→ **Data shown**:
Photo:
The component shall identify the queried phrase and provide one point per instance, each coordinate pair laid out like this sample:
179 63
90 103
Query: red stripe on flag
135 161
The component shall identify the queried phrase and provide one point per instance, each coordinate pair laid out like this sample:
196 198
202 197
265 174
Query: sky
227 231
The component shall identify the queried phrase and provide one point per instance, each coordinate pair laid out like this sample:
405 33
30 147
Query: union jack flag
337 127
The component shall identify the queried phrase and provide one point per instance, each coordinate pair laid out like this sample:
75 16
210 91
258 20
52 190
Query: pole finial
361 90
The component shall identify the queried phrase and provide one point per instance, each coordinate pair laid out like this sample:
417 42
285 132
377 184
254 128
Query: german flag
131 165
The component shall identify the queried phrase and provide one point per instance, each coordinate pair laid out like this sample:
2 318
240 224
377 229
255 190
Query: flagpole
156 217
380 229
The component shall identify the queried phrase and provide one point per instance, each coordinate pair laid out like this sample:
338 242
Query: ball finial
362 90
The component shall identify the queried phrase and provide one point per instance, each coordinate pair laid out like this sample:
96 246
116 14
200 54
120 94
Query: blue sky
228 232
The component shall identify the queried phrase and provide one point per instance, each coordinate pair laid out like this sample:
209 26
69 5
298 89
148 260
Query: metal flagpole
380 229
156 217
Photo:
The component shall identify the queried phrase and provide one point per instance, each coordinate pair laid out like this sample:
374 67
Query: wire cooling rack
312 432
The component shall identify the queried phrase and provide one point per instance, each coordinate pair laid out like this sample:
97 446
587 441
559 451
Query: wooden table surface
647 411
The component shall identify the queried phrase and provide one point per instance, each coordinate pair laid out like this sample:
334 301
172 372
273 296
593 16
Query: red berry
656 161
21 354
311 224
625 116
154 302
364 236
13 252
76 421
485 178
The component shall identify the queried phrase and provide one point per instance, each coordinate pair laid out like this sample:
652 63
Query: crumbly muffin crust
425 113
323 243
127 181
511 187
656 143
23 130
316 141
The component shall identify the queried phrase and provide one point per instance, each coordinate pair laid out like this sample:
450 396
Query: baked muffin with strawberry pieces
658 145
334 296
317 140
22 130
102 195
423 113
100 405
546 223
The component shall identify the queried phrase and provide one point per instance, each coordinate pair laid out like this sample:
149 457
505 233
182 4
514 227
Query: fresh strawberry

→ **What to produce**:
Your answer must be the complete listing, repeated exactly.

→ **Problem solution**:
Photo:
The component shall identify the queried phrase and provide one point per instance, each coordinate pair laid out like this sample:
179 63
90 103
Query: red stripe on flag
135 161
The component shall identify the queried phrase and provide one point per instance, each coordinate pair laid out like this sample:
196 198
202 197
265 174
Query: sky
227 231
The component shall identify the queried phrase and provide one point per instance, each coordinate pair laid out like this sample:
405 33
30 147
Query: union jack flag
337 127
The component shall identify the queried phrase and provide one point per instance, each coordinate pair laid out like this sample:
75 16
210 91
258 20
52 190
Query: pole finial
361 90
The component shall identify the queried phrase and provide one point per instance, each coordinate pair laid out like this sample:
417 42
285 132
377 184
254 128
Query: german flag
131 165
The component shall identify the queried phrase and provide one point per instance, each coordinate pair laid out like this sample:
2 318
240 224
377 229
255 190
Query: flagpole
156 217
380 229
The component shall identify the queried phrase and provide one point per instance, each coordinate pair laid out like this sample:
338 242
Query: ball finial
362 90
The component shall identify the queried phrase and provide one point per instance, each coordinate pair laid out like this sample:
96 246
116 14
200 54
120 94
Query: blue sky
228 232
The component shall identify the queried phrase and provide one point per instance, each coordinate pair laid out like this sample:
209 26
69 5
298 89
148 260
Query: metal flagpole
380 229
156 217
Photo:
The component shall identify the queried phrase and provide one point per instance, each coordinate pair laid out like this sample:
374 67
Query: wire cooling rack
312 432
The component shall identify the queried phrase and provide one point per instance, each coordinate pair laid out like this sample:
97 446
587 441
559 451
Query: wooden table surface
647 411
The component shall identify the queried phrase and provide one point per instance, each coordinate pair laid out like this sample:
334 301
172 372
273 296
593 16
Query: red berry
656 161
21 354
311 224
625 116
154 302
364 236
13 252
76 421
485 178
The component shall identify the queried phrase and provide one point per instance, each coordinate pair laid out like this sample:
652 63
Query: crumbly muffin crust
425 113
323 243
127 181
511 187
656 143
23 130
316 141
The component shall identify the queried phrase and provide one point per instance, each coordinate pair laid out like this sample:
450 396
Query: baked muffin with strawberry pieces
658 145
334 296
317 140
22 130
102 195
423 113
100 405
546 223
The component shall identify the queried phrase and provide one point per instance, each coordinate pair laid out like this sample:
149 457
505 233
182 4
514 227
Query: fresh strawberry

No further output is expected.